## Start

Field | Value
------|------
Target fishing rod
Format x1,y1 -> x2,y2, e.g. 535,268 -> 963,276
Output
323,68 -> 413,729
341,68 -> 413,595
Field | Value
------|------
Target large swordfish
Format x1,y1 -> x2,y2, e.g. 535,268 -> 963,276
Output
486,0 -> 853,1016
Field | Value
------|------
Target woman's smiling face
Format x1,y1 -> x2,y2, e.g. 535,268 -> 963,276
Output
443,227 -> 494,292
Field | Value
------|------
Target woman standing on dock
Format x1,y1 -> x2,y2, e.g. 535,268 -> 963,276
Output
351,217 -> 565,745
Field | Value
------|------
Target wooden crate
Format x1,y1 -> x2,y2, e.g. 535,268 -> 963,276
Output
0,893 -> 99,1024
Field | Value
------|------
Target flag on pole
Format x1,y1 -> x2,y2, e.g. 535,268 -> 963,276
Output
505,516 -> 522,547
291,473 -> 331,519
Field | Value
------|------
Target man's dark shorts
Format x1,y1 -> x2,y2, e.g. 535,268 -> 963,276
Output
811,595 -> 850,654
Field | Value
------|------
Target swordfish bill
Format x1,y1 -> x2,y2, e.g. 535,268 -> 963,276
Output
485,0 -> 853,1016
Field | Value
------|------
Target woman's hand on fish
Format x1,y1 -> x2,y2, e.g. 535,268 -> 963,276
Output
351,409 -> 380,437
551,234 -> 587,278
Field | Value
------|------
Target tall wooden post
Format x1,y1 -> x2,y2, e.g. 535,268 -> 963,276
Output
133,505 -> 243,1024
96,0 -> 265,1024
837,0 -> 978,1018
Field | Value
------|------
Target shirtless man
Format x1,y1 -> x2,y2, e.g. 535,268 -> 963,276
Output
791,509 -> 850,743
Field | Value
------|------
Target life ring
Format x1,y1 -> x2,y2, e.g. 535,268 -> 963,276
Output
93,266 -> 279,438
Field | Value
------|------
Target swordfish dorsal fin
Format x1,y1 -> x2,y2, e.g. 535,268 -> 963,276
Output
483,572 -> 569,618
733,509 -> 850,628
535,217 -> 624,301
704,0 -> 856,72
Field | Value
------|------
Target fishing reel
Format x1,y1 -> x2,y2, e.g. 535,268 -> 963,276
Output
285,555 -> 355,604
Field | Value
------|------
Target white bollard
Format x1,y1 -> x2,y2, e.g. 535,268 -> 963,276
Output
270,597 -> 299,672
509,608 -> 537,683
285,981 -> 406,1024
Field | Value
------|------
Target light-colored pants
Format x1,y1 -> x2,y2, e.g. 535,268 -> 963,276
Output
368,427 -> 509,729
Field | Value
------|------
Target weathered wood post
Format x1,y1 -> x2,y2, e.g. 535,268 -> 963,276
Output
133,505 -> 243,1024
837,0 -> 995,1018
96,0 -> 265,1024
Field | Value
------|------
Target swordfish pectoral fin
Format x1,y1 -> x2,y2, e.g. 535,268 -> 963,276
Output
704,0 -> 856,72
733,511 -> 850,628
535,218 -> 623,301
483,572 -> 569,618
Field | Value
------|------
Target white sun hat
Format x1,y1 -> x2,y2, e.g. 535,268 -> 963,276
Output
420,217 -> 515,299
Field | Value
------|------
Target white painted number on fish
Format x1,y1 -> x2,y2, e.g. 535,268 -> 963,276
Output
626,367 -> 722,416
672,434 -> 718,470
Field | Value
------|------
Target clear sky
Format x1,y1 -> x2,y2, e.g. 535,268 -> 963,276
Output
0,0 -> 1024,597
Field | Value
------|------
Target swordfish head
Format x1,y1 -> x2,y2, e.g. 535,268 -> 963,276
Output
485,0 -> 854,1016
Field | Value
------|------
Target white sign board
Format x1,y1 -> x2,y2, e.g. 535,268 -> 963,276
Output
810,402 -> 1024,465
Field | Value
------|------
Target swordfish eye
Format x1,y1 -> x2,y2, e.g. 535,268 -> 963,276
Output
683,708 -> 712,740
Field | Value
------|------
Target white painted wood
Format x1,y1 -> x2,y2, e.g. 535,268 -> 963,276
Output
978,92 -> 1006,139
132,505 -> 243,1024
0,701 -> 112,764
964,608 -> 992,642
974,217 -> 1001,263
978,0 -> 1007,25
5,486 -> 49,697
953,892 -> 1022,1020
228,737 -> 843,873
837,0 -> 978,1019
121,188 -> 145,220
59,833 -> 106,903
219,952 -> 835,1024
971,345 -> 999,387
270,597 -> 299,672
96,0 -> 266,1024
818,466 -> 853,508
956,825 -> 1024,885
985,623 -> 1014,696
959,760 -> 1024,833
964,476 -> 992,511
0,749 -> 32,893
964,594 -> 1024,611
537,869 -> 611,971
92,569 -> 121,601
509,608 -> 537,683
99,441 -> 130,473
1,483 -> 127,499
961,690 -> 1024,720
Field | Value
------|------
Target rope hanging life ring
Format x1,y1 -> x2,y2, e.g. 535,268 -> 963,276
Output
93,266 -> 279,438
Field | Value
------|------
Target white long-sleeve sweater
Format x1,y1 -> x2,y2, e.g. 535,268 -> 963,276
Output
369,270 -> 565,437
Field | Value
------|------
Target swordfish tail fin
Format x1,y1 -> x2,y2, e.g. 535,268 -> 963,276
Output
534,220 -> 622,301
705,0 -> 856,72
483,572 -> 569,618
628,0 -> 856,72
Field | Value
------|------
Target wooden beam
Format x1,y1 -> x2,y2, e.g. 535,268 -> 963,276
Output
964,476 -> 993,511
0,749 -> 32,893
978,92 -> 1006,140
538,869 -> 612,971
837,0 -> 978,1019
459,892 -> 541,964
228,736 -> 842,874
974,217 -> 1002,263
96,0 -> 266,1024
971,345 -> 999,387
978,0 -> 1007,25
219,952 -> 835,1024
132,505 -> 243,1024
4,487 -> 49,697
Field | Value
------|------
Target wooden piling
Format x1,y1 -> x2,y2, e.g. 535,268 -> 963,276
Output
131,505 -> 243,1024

## End

--- Short problem ---
Convert all the lines above into a JSON list of strings, one string per line, leaving out any blank lines.

--- Answer ---
[
  "Field | Value",
  "------|------",
  "Target fishing rod",
  "Format x1,y1 -> x2,y2, e.g. 535,268 -> 963,276",
  "Output",
  "323,68 -> 413,729",
  "341,68 -> 413,595",
  "Field | Value",
  "------|------",
  "Target large swordfish",
  "Format x1,y1 -> x2,y2, e.g. 535,268 -> 963,276",
  "Output",
  "486,0 -> 853,1016",
  "Field | Value",
  "------|------",
  "Target woman's smiling face",
  "Format x1,y1 -> x2,y2, e.g. 535,268 -> 963,276",
  "Output",
  "443,227 -> 494,292",
  "Field | Value",
  "------|------",
  "Target woman standing on dock",
  "Format x1,y1 -> x2,y2, e.g. 535,268 -> 963,276",
  "Output",
  "351,217 -> 565,745",
  "Field | Value",
  "------|------",
  "Target wooden crate",
  "Format x1,y1 -> x2,y2, e.g. 535,268 -> 963,276",
  "Output",
  "0,893 -> 99,1024",
  "Field | Value",
  "------|------",
  "Target flag on pole",
  "Format x1,y1 -> x2,y2, e.g. 535,268 -> 963,276",
  "Output",
  "505,516 -> 522,547",
  "291,473 -> 331,519",
  "Field | Value",
  "------|------",
  "Target man's dark shorts",
  "Format x1,y1 -> x2,y2, e.g. 535,268 -> 963,276",
  "Output",
  "811,595 -> 850,654",
  "Field | Value",
  "------|------",
  "Target swordfish bill",
  "Format x1,y1 -> x2,y2, e.g. 535,268 -> 963,276",
  "Output",
  "485,0 -> 853,1016",
  "Field | Value",
  "------|------",
  "Target woman's hand on fish",
  "Format x1,y1 -> x2,y2, e.g. 535,268 -> 963,276",
  "Output",
  "351,409 -> 380,437",
  "551,234 -> 587,278",
  "Field | Value",
  "------|------",
  "Target tall wooden post",
  "Format x1,y1 -> x2,y2, e.g. 535,268 -> 963,276",
  "Output",
  "133,505 -> 243,1024",
  "96,0 -> 265,1024",
  "837,0 -> 978,1018",
  "Field | Value",
  "------|------",
  "Target shirtless man",
  "Format x1,y1 -> x2,y2, e.g. 535,268 -> 963,276",
  "Output",
  "791,509 -> 850,743",
  "Field | Value",
  "------|------",
  "Target life ring",
  "Format x1,y1 -> x2,y2, e.g. 535,268 -> 963,276",
  "Output",
  "93,266 -> 279,438",
  "Field | Value",
  "------|------",
  "Target swordfish dorsal fin",
  "Format x1,y1 -> x2,y2, e.g. 535,268 -> 963,276",
  "Output",
  "483,572 -> 569,618",
  "733,509 -> 850,628",
  "535,217 -> 624,301",
  "704,0 -> 856,72",
  "Field | Value",
  "------|------",
  "Target fishing reel",
  "Format x1,y1 -> x2,y2, e.g. 535,268 -> 963,276",
  "Output",
  "285,555 -> 355,604",
  "Field | Value",
  "------|------",
  "Target white bollard",
  "Format x1,y1 -> x2,y2, e.g. 535,268 -> 963,276",
  "Output",
  "270,597 -> 299,672",
  "509,608 -> 537,683",
  "285,981 -> 406,1024",
  "Field | Value",
  "------|------",
  "Target light-colored pants",
  "Format x1,y1 -> x2,y2, e.g. 535,268 -> 963,276",
  "Output",
  "368,427 -> 509,729",
  "Field | Value",
  "------|------",
  "Target weathered wood post",
  "Format x1,y1 -> x2,y2, e.g. 535,268 -> 963,276",
  "Output",
  "133,505 -> 243,1024",
  "837,0 -> 995,1018",
  "96,0 -> 265,1024",
  "Field | Value",
  "------|------",
  "Target swordfish pectoral fin",
  "Format x1,y1 -> x2,y2, e.g. 535,268 -> 963,276",
  "Output",
  "704,0 -> 856,72",
  "733,511 -> 850,628",
  "535,218 -> 623,301",
  "483,572 -> 569,618",
  "Field | Value",
  "------|------",
  "Target white sun hat",
  "Format x1,y1 -> x2,y2, e.g. 535,268 -> 963,276",
  "Output",
  "420,217 -> 515,299",
  "Field | Value",
  "------|------",
  "Target white painted number on fish",
  "Format x1,y1 -> x2,y2, e.g. 535,268 -> 963,276",
  "Output",
  "626,367 -> 722,416",
  "672,434 -> 718,470",
  "Field | Value",
  "------|------",
  "Target clear sky",
  "Format x1,y1 -> x2,y2, e.g. 535,268 -> 963,276",
  "Output",
  "0,0 -> 1024,597",
  "Field | Value",
  "------|------",
  "Target swordfish head",
  "Format x1,y1 -> x2,y2, e.g. 535,268 -> 963,276",
  "Output",
  "485,0 -> 854,1016",
  "Field | Value",
  "------|------",
  "Target white sign board",
  "Format x1,y1 -> x2,y2, e.g. 535,268 -> 963,276",
  "Output",
  "810,402 -> 1024,465",
  "Field | Value",
  "------|------",
  "Target swordfish eye",
  "Format x1,y1 -> x2,y2, e.g. 535,268 -> 963,276",
  "Output",
  "683,708 -> 712,740",
  "Field | Value",
  "------|------",
  "Target white painted wood",
  "Format x1,y1 -> x2,y2, e.g. 535,268 -> 963,276",
  "Output",
  "978,92 -> 1006,139",
  "132,505 -> 243,1024",
  "0,701 -> 112,764",
  "964,608 -> 992,642",
  "974,217 -> 1001,263",
  "978,0 -> 1007,25",
  "5,486 -> 49,697",
  "953,892 -> 1022,1020",
  "228,737 -> 843,873",
  "837,0 -> 978,1019",
  "121,188 -> 145,220",
  "59,833 -> 106,903",
  "219,952 -> 835,1024",
  "971,345 -> 999,387",
  "270,597 -> 299,672",
  "96,0 -> 266,1024",
  "818,466 -> 853,508",
  "956,825 -> 1024,885",
  "985,623 -> 1014,696",
  "959,760 -> 1024,833",
  "964,476 -> 992,511",
  "0,749 -> 32,893",
  "964,594 -> 1024,611",
  "537,869 -> 611,971",
  "92,569 -> 121,601",
  "509,608 -> 537,683",
  "99,441 -> 130,473",
  "1,483 -> 127,499",
  "961,690 -> 1024,720",
  "Field | Value",
  "------|------",
  "Target rope hanging life ring",
  "Format x1,y1 -> x2,y2, e.g. 535,268 -> 963,276",
  "Output",
  "93,266 -> 279,438",
  "Field | Value",
  "------|------",
  "Target white long-sleeve sweater",
  "Format x1,y1 -> x2,y2, e.g. 535,268 -> 963,276",
  "Output",
  "369,270 -> 565,437",
  "Field | Value",
  "------|------",
  "Target swordfish tail fin",
  "Format x1,y1 -> x2,y2, e.g. 535,268 -> 963,276",
  "Output",
  "534,220 -> 622,301",
  "705,0 -> 856,72",
  "483,572 -> 569,618",
  "628,0 -> 856,72",
  "Field | Value",
  "------|------",
  "Target wooden beam",
  "Format x1,y1 -> x2,y2, e.g. 535,268 -> 963,276",
  "Output",
  "964,476 -> 993,511",
  "0,749 -> 32,893",
  "978,92 -> 1006,140",
  "538,869 -> 612,971",
  "837,0 -> 978,1019",
  "459,892 -> 541,964",
  "228,736 -> 842,874",
  "974,217 -> 1002,263",
  "96,0 -> 266,1024",
  "971,345 -> 999,387",
  "978,0 -> 1007,25",
  "219,952 -> 835,1024",
  "132,505 -> 243,1024",
  "4,487 -> 49,697",
  "Field | Value",
  "------|------",
  "Target wooden piling",
  "Format x1,y1 -> x2,y2, e.g. 535,268 -> 963,276",
  "Output",
  "131,505 -> 243,1024"
]